[Exercises]
**A.** In the Moston Dragon text, give the passage again starting with "The story goes" and going on through "lake and lane.", substituting "lance" for "sword".
**B.** Answer these questions from the Moston Dragon text:
(i) What is the lane off the Sandbach to Middlewich road called?
(ii) On what date is the Patent of Augmentation dated?
(iii) According to the verse, how many claws appear on either side of the dragon?

[Given text]

++++

The Moston Dragon
There is a lane leading off the Sandbach to Middlewich road called Dragon’s Lane, whose name is rooted in a legend that there was once a lake there inhabited by a dragon which terrorised the local countryside.
The story goes that one Thomas Venables, hearing of the dragon, vowed to kill it. Having equipped himself, he arrived at the dragon’s lake just in time to see it devouring a child that it had seized. He fired arrows at it ineffectually until he pierced one of its eyes; he then proceeded to attack it from its blind side with his sword, until he was eventually successful in killing it.
His action was rewarded by being given the manor of Moston, and was commemorated in both the Venables coat of arms, and in the name of the lake and lane.
The following singular and romantic circumstance is recorded, in a Patent of Augmentation, of the Arms and Crest of Thomas Venables, of Goulbourne, in this County, who was lineally descended from Sir Gilbert Venables, Knight, (Commissioner to King William the Conqueror), and from whom, Colonel Robert Venables, the Author of the Experienced Angler, claims his descent. His Crest was a Demy Dragon, Gules, issuing out of a Welson or Weir to take a Fish, Argent. “A terrible Dragon made his Abode in the Lordship of Moston, where he devoured all such Persons as he laid hould on, which the said Thomas Venables hearing tell of, in following the Example of the valiant Romans, and not regarding his Life, in Comparison with the Safeguard of his Countrymen, did in his own Person, courageously set on the Dragon, whom first he shot through with an Arrow, and afterwards manfully slew him, at which Instant, the said Dragon was devouring of a Child; for the which worthy Act, was given unto him the Lordship of Moston, by the ancestors of the Earls of Oxford, the Lords of the Fee there. And also, ever since, the said Thomas and his Heirs, in Remembrance thereof, have used to bear, as well in the Arms, as in the Crest, a Dragon.” The Patent of Augmentation, is dated, Thirtieth of October, Anno 1560.
OFT have we heard of that fell fight,
In which old England’s patron knight,
By chroniclers St. George who’s hight
The scaly dragon slew.
But of that combat now I sing,
With which all Cheshire once did ring
A picture of the fight I’ll fling,
And of a warrior true.
A dragon Cheshire troubled sore,
Insatiate was his horrid maw;
Clotted with blood and poisonous gore,
Wide wasted he the land.
Widows and orphans would turn pale,
Were he but named, men’s hearts would fail;
Warriors, ne’er known before to quail,
Durst not before him stand.
Moston’s curst township rued the day
When in its swamp it wallowing lay;
Like the thick dust uprose the spray,
As thrashed his tail the slime.
Remnant of monsters, that the flood
Retiring left (a deadly brood),
Or sprung from some gaunt giant’s blood,
Spawn of some devilish time.
Sharp fangs gaped wide a triple row,
Its bloodshot eyes like flames did glow,
Its body like a serpent low,
And scaled o’er as with mail.
Six claws on either side appear,
Its prey to seize, its prey to tear:
’Twas said, that e’en a grizzly bear
Had crushed its whelming tail.
Where’er it roamed, its upas breath
On all sides, round, above, beneath,
Like plague-sores, belched a horrid death,
’Gainst which ’twas vain to pray.

++++

[Records shown]
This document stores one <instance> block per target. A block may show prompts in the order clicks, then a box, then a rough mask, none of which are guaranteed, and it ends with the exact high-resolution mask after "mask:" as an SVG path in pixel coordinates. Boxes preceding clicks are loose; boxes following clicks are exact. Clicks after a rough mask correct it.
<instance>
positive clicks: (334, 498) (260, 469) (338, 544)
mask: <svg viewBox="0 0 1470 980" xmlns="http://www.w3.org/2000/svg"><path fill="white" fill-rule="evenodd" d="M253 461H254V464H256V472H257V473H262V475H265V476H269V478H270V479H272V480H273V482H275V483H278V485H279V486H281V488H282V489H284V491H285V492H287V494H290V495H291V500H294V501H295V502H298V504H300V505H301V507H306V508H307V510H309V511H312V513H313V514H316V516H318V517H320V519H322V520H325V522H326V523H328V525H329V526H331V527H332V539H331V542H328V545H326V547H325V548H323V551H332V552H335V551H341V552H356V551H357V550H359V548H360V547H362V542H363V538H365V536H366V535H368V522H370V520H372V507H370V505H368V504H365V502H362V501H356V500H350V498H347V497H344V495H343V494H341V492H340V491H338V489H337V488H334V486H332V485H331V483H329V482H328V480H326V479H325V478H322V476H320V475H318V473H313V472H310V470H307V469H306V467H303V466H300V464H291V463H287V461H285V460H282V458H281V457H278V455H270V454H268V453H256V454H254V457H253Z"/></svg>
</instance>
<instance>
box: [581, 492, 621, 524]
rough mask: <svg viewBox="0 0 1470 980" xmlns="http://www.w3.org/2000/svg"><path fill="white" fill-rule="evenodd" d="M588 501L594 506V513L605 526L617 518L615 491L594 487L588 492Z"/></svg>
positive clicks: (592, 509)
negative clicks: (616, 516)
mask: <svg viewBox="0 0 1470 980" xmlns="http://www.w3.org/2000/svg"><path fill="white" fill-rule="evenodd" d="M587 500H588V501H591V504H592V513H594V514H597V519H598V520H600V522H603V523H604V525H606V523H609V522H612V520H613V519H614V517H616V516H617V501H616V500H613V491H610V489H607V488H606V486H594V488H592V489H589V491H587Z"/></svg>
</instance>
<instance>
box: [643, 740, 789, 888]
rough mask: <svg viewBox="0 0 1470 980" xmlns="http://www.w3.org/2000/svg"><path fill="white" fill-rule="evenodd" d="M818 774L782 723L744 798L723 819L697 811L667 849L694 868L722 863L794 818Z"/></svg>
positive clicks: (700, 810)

++++

[Results for each task]
**A.**
The story goes that one Thomas Venables, hearing of the dragon, vowed to kill it. Having equipped himself, he arrived at the dragon’s lake just in time to see it devouring a child that it had seized. He fired arrows at it ineffectually until he pierced one of its eyes; he then proceeded to attack it from its blind side with his lance, until he was eventually successful in killing it.
His action was rewarded by being given the manor of Moston, and was commemorated in both the Venables coat of arms, and in the name of the lake and lane.

**B.**
(i) Dragon's Lane
(ii) The Thirtieth of October, 1560
(iii) Six